> _SHORT EXERCISE_
Pick up the comment thread about the Met Office's explanation for the heavy rainfall of 2012 and continue it after its final comment.

Here we see Julia Slingo blaming her execrable forecasting on- global warming
It is now the standard ploy of public types to blame their screw-ups on that. Thank God for the blogosphere where such as Slingo can be held up to public scrutiny.

Vince Causey
January 6, 2013 6:33 am

I agree with Joseph Bastardi. I am not a meteorologist, but I do try and think critically about what they are trying to say. When they said that “warmer temperatures mean more water vapour” and cite that as the reason for record rainfull in 2012, I start to wonder what the effect would be of that extra 1c or so on rainfull. Maybe there would be a little more moisture and rainfull would be a little heavier than otherwise. But the defining pattern of 2012 has been the longevity of the rainfull, not the intensity.
As Joe says, any rainfull is caused by a clash of fronts – warmer air rises over a cold air mass, and hence drops its water vapour as rain. The real question is why has the weather conspired to produce front after front clashing over the British Isles? I can’t answer that question, but it is equally clear that it has nothing to do with the “rising temperature equals higher water vapour” conjecture. In fact, if anything else was noteworthy in 2012, it was that temperatures in summer were below normal, and yet rainfull was greater than normal – the exact opposite of the Met office conjecture.
One wonders whether any of these people actually think of the consequences of their words before they leave mouth.

highflight56433
January 6, 2013 6:47 am

Joe, I would not hold your breath on any chance to correct those public funded climate jokers on live tv. The media buries all the stories on Asian and European cold winters and certainly could care less for the reasons, and even more don’t give a damn about who freezes to death. In fact I never see any news regarding extreme cold anywhere on the planet. But have a drought or warm period….you would think the world was about to end.

> _SUPPLIED INFORMATION_
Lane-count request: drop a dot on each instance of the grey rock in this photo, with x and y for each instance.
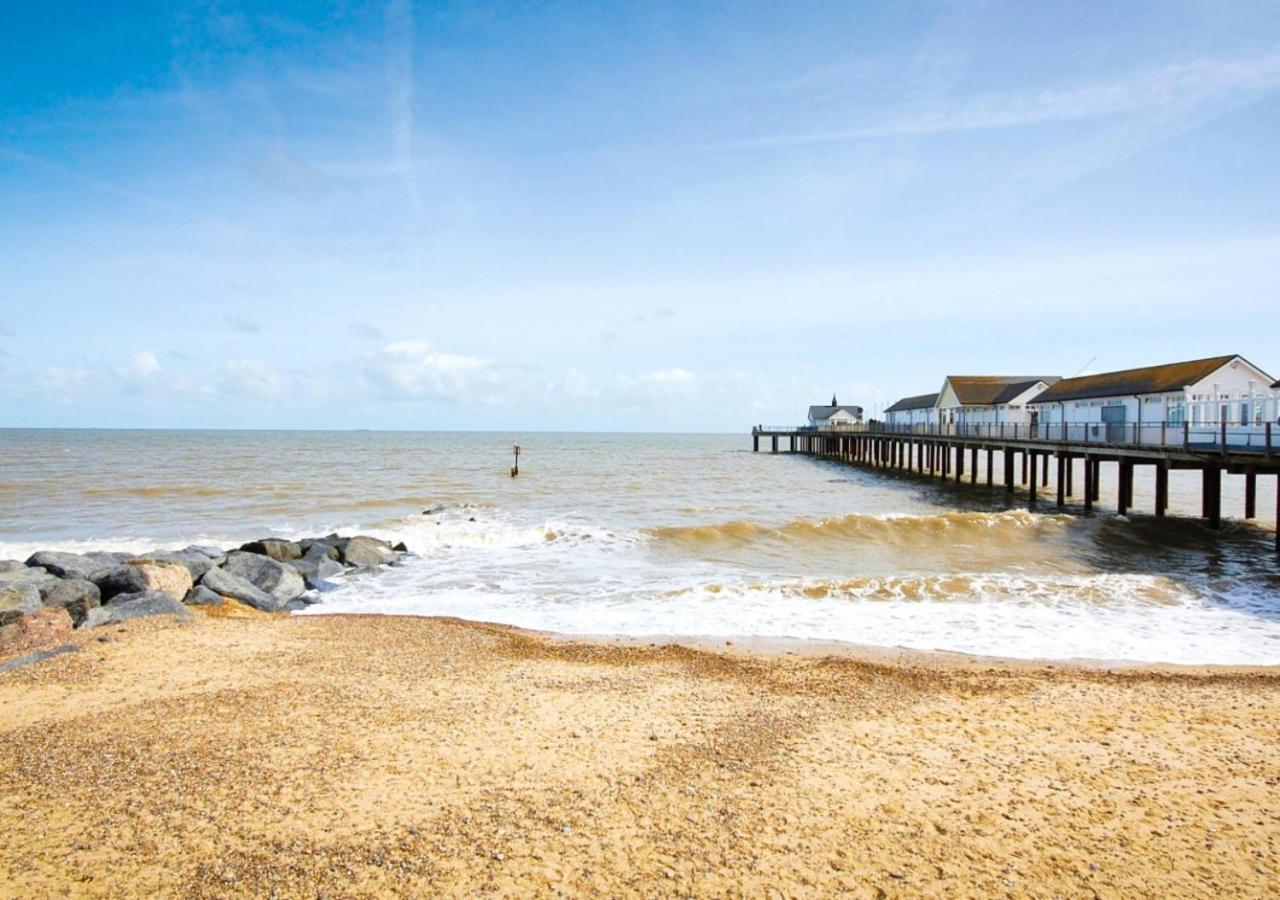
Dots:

> _TASK RESULT_
mogamboguru
January 6, 2013 6:48 am

To Joe Bastardi –
I am 100 Percent with you, Sir!
My wonderful wife has the knit pullovers ready for our family of four just in time for the coming cold spell. Folks, get prepared: This one’s not going to be pretty here in Europe!

Chris Schoneveld
January 6, 2013 6:52 am

“The trend towards more extreme rainfall events is one we are seeing around the world, in countries such as India and China, and now potentially here in the UK”
Only “potentially”, hence not yet observed, if ever. How beautifully circumspect.

January 6, 2013 6:58 am

What’s about the action and reaction in this statement “the long-term trend towards wetter weather is likely to continue as global air temperatures rise“? It’s only one part.
The second part would be:
More clouds that will reduce the temperature in the places where the clouds are. A rainfall it will also cool the air where it takes place.
This is means that we have a zero-sum-game. It means that any warming somewhere will result in some cooling somewhere else. Take the average and you get zero.

cui bono
January 6, 2013 7:00 am

It must take genius to get it wrong 90% of the time when you always have a 50-50 chance of getting it right.

RACookPE1978
Editor
January 6, 2013 7:03 am

Joseph Bastardi says:
January 6, 2013 at 6:18 am
We live in the real world – though few presenting their CACA theism will admit it – and in the real world, “global warming” is MEASURED this month right at 1/5 of one degree C. MEASURE the last few months, the satellites tell us “global warming” was 1/4 of one degree C. Measure a little before that, you get 1/3 of one degree. (Hmmmn. Temps going down., Maybe the storms are caused by global cooling? Maybe the storms are measuring global cooling? /sarchasm – that gaping hole between a liberal and the truth. )
Storms and rain and hurricanes also “live” in the immediate, right now, “real World” of today’s temperatures and humidity and jet streams and “global warming” … Somebody’s CACA fears of a 4 or 5 degree rise in global temperatures in 100 years or 1000 years CANNOT affect today’s weather and today’s storms.
So, if the Met’s propaganda (er, storms) are affected by the real world temperature change from 1970 of 1/4 of one degree rise, then they MUST have have even more storms and rains and snow in 1998’s 1/2 of one degree one-year “pulse” of global warming, right?
Snow and rain MUST have been so extreme in 1998 that everybody … er .. . did just fine.
Hmmmn.

Doug Huffman
January 6, 2013 7:06 am

Each forecast must be accompanied by the appropriate retro-cast record of previous casts. As American baseball is a game of statistics that has produced insights beyond the mere game, so should forecasting allow clear sight.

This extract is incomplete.